From the records below, print exactly the lines starting at the one containing "Query: american flag" and ending at the one containing "Where can the side", ends included, and nothing else.

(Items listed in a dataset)
----
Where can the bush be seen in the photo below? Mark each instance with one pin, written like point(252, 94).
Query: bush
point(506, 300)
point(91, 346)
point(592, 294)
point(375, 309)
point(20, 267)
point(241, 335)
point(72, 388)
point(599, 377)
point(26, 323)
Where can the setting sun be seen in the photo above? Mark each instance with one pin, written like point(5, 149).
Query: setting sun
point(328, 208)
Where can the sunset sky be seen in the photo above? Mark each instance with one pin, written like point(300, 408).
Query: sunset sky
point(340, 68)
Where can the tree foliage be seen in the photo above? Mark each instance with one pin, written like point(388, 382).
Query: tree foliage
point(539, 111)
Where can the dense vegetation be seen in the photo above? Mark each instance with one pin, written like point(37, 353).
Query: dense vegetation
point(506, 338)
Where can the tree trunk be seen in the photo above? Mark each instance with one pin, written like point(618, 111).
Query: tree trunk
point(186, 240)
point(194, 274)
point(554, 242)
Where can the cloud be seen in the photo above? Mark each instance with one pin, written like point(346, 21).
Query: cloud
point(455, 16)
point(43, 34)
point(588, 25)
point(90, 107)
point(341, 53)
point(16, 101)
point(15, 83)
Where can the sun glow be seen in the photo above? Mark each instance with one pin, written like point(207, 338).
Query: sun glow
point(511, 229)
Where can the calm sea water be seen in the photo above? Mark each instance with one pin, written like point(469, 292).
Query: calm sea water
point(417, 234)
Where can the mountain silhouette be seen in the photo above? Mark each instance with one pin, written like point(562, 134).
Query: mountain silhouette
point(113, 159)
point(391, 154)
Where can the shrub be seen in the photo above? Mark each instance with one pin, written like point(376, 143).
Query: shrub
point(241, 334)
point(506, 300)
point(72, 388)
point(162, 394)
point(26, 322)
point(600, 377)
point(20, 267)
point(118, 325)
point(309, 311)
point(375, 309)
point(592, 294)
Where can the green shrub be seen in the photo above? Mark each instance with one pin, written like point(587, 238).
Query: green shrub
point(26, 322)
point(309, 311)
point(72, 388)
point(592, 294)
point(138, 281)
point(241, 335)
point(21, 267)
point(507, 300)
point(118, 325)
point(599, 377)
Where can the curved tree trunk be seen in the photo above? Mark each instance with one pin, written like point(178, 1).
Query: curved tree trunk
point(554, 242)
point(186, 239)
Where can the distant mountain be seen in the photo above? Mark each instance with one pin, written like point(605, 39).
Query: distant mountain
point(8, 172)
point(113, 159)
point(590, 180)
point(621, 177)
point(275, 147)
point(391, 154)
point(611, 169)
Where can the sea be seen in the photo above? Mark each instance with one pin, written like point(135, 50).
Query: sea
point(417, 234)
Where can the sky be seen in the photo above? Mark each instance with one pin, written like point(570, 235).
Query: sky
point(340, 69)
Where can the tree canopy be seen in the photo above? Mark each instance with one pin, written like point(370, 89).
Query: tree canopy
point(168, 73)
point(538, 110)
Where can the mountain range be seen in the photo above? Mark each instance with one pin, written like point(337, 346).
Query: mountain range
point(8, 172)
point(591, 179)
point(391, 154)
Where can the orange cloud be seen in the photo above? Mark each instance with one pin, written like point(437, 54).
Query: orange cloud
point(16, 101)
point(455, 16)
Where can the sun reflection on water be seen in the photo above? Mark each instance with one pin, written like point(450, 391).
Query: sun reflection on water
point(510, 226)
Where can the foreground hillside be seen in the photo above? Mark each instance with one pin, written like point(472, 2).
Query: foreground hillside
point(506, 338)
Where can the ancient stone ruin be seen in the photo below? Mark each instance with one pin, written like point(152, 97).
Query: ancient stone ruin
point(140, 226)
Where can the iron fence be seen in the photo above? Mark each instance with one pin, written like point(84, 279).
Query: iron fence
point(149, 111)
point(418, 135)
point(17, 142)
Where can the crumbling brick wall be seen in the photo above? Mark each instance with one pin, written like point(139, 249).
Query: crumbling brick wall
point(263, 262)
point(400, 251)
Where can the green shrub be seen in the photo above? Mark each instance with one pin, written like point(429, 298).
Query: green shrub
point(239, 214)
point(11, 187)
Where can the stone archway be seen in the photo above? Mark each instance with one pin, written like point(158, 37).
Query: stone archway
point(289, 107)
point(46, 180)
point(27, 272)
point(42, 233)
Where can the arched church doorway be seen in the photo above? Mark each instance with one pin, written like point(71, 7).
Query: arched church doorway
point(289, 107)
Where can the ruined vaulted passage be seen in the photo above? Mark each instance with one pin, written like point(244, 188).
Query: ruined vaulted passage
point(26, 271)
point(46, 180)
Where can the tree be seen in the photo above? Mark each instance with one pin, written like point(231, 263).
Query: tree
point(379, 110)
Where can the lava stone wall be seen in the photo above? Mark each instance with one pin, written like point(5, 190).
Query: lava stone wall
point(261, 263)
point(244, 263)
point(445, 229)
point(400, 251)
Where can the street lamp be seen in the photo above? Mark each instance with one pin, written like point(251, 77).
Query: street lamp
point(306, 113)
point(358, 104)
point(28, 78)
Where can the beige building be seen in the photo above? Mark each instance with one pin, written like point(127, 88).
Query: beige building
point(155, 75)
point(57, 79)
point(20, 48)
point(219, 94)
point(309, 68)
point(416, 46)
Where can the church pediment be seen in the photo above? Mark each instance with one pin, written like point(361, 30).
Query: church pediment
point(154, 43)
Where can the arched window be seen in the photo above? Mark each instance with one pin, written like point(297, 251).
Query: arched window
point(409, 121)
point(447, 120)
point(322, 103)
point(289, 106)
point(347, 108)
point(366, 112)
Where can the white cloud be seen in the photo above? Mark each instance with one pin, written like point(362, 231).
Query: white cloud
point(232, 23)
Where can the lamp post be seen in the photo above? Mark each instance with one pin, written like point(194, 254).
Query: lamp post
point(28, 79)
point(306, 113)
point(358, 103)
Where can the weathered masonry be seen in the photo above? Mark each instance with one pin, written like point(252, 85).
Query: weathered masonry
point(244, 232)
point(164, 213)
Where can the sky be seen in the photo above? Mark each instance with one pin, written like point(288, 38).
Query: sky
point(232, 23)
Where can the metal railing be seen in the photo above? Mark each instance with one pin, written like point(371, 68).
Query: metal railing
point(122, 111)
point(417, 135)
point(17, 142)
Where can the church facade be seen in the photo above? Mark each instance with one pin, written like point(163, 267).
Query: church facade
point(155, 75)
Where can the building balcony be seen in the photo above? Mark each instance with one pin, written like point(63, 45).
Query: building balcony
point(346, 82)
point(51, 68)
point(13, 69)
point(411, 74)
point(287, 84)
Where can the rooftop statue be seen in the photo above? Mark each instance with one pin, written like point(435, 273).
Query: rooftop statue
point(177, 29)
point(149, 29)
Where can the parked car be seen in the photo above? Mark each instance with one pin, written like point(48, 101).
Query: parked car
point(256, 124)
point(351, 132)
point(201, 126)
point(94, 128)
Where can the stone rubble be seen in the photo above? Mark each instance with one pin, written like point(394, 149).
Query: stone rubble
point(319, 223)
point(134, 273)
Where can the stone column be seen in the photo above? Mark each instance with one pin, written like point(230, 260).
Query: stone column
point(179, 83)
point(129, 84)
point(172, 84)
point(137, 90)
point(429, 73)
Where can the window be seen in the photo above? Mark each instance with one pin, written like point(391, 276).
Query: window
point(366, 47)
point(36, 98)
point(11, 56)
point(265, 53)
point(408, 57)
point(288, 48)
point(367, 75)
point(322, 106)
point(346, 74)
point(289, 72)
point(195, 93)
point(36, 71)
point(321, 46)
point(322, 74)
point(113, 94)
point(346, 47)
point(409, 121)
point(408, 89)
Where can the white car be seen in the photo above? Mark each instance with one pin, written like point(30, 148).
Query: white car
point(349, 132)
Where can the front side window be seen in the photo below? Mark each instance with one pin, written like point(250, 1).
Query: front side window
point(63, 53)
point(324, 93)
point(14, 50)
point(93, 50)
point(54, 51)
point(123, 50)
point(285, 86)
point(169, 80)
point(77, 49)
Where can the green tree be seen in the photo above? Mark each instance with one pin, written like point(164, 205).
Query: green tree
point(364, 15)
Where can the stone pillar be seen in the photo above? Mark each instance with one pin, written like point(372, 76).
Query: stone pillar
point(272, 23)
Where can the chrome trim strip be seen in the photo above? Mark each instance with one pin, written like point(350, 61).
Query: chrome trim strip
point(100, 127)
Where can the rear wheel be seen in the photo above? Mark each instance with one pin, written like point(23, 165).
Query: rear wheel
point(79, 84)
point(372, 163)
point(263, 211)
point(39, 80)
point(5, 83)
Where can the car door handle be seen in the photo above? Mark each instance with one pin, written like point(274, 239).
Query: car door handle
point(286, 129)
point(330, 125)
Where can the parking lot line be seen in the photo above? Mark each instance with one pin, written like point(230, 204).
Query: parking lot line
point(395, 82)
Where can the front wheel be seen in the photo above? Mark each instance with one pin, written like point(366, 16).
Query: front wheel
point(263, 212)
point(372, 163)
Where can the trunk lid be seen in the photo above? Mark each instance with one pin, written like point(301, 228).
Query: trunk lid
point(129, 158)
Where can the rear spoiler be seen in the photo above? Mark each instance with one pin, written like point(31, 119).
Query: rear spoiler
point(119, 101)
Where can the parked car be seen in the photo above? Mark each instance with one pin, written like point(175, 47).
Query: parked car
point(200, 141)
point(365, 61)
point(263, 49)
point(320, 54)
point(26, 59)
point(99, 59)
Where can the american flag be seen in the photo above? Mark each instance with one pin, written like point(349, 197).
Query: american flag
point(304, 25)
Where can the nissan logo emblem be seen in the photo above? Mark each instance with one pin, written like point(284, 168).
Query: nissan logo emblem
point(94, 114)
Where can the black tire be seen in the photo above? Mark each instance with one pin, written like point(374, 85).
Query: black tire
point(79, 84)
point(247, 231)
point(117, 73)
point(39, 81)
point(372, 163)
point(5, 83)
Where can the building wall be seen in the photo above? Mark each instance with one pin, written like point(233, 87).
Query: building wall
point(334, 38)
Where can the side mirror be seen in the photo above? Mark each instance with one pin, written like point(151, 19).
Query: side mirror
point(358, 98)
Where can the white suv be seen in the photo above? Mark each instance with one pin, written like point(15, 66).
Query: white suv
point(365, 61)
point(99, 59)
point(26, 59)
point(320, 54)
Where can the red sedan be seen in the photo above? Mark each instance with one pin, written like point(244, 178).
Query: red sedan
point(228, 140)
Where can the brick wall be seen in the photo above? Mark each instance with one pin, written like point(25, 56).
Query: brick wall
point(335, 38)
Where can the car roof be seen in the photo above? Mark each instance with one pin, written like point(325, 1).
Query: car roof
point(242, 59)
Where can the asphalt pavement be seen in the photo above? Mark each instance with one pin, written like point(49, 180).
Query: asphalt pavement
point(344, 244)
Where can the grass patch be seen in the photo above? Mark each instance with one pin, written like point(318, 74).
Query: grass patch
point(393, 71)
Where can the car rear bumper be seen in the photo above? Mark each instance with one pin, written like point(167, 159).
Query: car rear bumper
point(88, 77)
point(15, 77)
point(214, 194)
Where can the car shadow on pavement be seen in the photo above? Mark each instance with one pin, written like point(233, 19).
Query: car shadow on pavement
----
▶ **Response for this exercise**
Query: american flag
point(304, 25)
Where can the nissan logo emblem be seen in the photo above? Mark each instance with one pin, written like point(284, 168).
Query: nissan logo emblem
point(94, 114)
Where can the black tire be seen in the photo above? Mark each instance with one pin, written like point(374, 85).
Query: black tire
point(79, 84)
point(247, 231)
point(117, 73)
point(39, 81)
point(372, 163)
point(5, 83)
Where can the building wall be seen in the photo above? Mark each instance with one pin, written like point(233, 87).
Query: building wall
point(334, 38)
Where can the side mirror be seen in the photo above? Mark each instance with one pin, written like point(151, 19).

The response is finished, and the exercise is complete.